» Consignas
A. Indica si cada afirmación concuerda con el texto sobre la epidemia: (i) los medios hablan de muchos otros temas además de la epidemia; (ii) la situación se compara con una mala película de serie B sobre catástrofes; (iii) las reacciones en torno al coronavirus son racionales y serenas. Responde sí o no a cada una y cita las palabras exactas del texto que lo deciden.
B. Reproduce todo lo que va en el texto sobre la epidemia desde "Parecemos habitar en" hasta "en la farmacología.".
C. Resume el texto sobre la epidemia en dos oraciones.

» Bloque de texto
============
Quería y me gustaría escribir de cualquier otra cosa, pero resulta imposible. Estamos viviendo algo insólito y grave y casi no es posible aceptarlo resignadamente y vivirlo de manera no obsesiva. Los medios no hablan de nada más y todas las conversaciones, presenciales o digitales, giran en torno a la epidemia. Estos días hemos recuperado miedos atávicos que creíamos que sólo habían vivido nuestros antepasados.

Parecemos habitar en una mala película de serie B sobre catástrofes. El miedo a la enfermedad desconocida, el temor al contagio, la asunción de la culpa por no haber sabido evitar el caer en ella. A pesar de vivir aparentemente en un mundo donde predomina el conocimiento científico, seguimos creyendo que hay males que estigmatizan, aunque sean poco más que una gripe. Se producen alrededor del coronavirus reacciones irracionales y airadas que parecen tener más que ver con lo que ocurría con las pestes medievales que no lo que se esperaría de una sociedad confiada en los avances médicos y en la farmacología.
============
(Registros de una colección de datos)
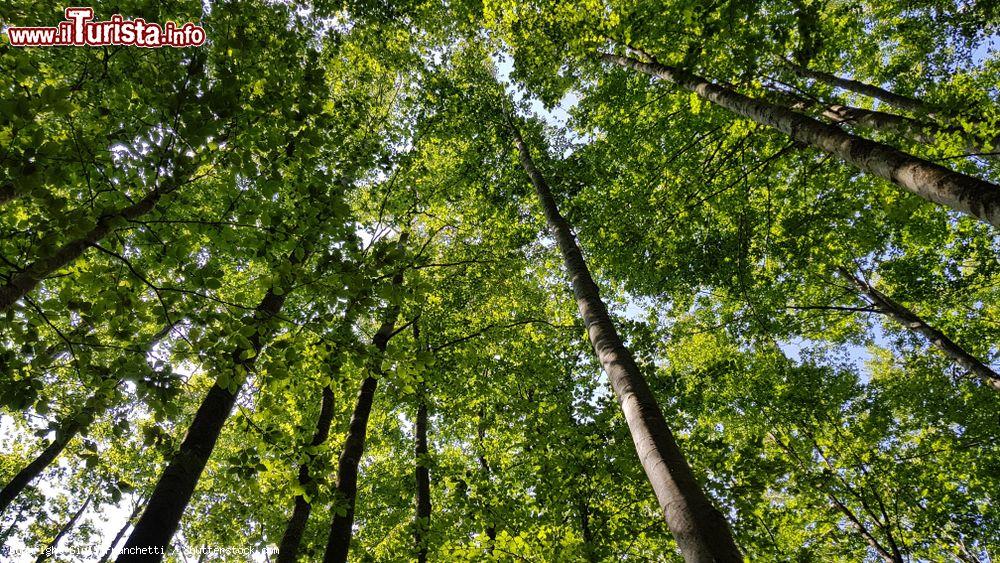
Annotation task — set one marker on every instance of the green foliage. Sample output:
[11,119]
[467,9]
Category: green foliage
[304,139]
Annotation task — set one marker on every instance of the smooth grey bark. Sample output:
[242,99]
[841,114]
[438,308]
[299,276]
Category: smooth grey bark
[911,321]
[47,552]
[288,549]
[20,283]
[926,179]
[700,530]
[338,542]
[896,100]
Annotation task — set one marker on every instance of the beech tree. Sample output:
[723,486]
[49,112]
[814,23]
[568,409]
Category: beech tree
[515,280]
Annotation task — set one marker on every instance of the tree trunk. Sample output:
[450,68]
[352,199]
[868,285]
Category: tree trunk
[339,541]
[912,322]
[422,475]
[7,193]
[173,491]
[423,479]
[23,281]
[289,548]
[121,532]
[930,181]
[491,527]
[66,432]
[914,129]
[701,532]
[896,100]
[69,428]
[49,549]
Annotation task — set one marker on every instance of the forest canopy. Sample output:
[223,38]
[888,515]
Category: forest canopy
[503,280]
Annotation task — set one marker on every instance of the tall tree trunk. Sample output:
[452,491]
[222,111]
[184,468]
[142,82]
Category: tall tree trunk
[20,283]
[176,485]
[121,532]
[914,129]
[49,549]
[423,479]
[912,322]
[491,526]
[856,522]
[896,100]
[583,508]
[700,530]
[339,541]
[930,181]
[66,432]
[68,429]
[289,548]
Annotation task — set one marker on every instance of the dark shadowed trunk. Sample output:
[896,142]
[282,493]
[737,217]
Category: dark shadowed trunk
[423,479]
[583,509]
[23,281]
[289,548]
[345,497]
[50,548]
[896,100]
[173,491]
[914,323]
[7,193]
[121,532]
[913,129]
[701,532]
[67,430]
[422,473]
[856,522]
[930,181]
============
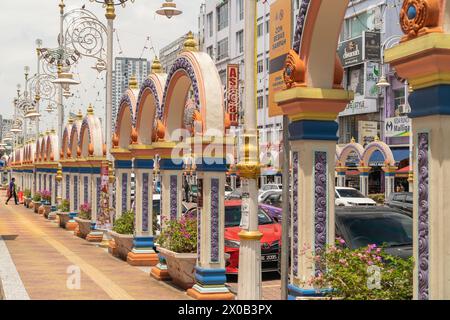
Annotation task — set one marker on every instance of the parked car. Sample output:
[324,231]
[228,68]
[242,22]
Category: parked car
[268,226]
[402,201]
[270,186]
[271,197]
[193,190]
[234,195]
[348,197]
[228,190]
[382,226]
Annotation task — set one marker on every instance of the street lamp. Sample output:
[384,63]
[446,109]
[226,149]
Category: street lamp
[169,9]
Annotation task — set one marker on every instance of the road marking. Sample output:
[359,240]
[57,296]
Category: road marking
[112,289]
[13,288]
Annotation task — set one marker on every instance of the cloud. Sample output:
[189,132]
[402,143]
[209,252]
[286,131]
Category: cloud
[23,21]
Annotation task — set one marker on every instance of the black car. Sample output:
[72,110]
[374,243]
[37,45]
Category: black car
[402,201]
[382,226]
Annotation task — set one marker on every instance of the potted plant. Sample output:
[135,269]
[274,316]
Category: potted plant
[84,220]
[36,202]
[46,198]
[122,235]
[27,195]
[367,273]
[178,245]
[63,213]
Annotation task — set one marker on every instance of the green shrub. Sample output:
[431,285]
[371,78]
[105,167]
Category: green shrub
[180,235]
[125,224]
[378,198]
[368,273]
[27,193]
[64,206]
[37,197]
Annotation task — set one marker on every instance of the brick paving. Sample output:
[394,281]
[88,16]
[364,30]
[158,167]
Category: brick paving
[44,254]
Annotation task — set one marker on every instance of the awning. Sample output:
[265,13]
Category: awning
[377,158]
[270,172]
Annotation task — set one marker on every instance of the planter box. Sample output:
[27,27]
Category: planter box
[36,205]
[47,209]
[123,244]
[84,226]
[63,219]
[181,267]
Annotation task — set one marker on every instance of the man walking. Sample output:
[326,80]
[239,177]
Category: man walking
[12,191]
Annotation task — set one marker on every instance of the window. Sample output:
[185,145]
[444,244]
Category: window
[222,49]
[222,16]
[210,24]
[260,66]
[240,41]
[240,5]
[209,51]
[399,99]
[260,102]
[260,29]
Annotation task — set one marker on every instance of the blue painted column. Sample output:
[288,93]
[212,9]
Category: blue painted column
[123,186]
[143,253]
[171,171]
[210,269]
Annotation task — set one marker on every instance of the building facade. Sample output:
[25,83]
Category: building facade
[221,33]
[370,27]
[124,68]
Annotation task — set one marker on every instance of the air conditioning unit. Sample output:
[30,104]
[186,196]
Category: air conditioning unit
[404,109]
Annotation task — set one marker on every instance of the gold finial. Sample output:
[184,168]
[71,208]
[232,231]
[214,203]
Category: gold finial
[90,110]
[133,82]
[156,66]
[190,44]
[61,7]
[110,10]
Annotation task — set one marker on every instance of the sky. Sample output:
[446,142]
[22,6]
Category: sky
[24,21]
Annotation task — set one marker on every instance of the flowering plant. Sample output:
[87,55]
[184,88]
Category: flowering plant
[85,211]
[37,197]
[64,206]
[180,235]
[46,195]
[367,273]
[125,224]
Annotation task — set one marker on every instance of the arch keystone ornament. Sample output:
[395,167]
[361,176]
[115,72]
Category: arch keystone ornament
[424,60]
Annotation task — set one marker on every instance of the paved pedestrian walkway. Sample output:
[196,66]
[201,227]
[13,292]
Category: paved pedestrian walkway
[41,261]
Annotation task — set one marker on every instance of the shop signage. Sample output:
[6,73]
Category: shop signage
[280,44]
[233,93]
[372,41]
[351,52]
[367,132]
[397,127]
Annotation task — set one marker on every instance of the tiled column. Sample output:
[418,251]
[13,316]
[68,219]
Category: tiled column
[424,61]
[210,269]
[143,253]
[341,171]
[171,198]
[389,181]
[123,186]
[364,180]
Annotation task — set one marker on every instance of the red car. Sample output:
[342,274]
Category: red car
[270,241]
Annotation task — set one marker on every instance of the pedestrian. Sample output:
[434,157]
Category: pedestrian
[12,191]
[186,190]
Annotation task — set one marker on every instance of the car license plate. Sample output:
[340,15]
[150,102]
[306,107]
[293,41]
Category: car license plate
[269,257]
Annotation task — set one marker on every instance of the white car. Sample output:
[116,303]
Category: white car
============
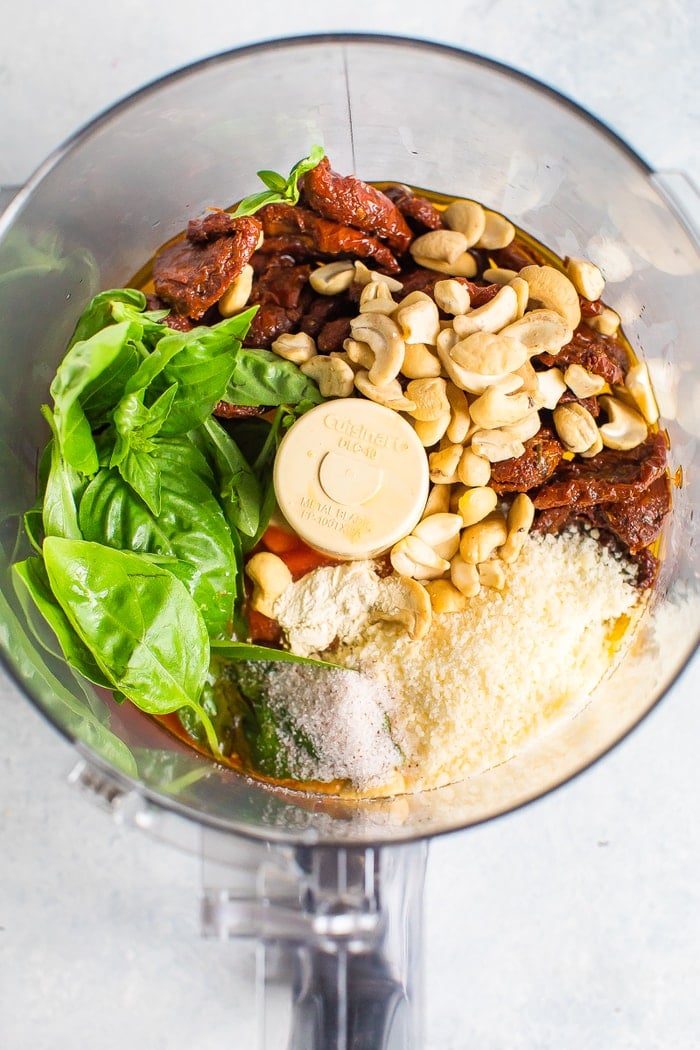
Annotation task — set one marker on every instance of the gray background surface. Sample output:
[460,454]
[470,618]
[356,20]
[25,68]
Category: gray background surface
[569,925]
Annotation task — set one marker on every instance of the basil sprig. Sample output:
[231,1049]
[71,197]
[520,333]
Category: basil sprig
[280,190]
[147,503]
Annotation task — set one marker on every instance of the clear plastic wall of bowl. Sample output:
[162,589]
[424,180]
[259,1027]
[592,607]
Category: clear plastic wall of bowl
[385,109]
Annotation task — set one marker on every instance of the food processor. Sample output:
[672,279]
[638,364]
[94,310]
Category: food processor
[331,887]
============
» Respuestas
A.
(i) No: "Los medios no hablan de nada más"
(ii) Sí: "Parecemos habitar en una mala película de serie B sobre catástrofes."
(iii) No: "Se producen alrededor del coronavirus reacciones irracionales y airadas"

B.
Parecemos habitar en una mala película de serie B sobre catástrofes. El miedo a la enfermedad desconocida, el temor al contagio, la asunción de la culpa por no haber sabido evitar el caer en ella. A pesar de vivir aparentemente en un mundo donde predomina el conocimiento científico, seguimos creyendo que hay males que estigmatizan, aunque sean poco más que una gripe. Se producen alrededor del coronavirus reacciones irracionales y airadas que parecen tener más que ver con lo que ocurría con las pestes medievales que no lo que se esperaría de una sociedad confiada en los avances médicos y en la farmacología.

C. El texto sobre la epidemia afirma que resulta imposible escribir de otra cosa, ya que los medios y todas las conversaciones giran en torno a ella, y que han vuelto miedos atávicos. Señala que, aunque vivimos aparentemente en un mundo donde predomina el conocimiento científico, el coronavirus provoca miedo al contagio, sentimiento de culpa y reacciones irracionales y airadas más propias de las pestes medievales.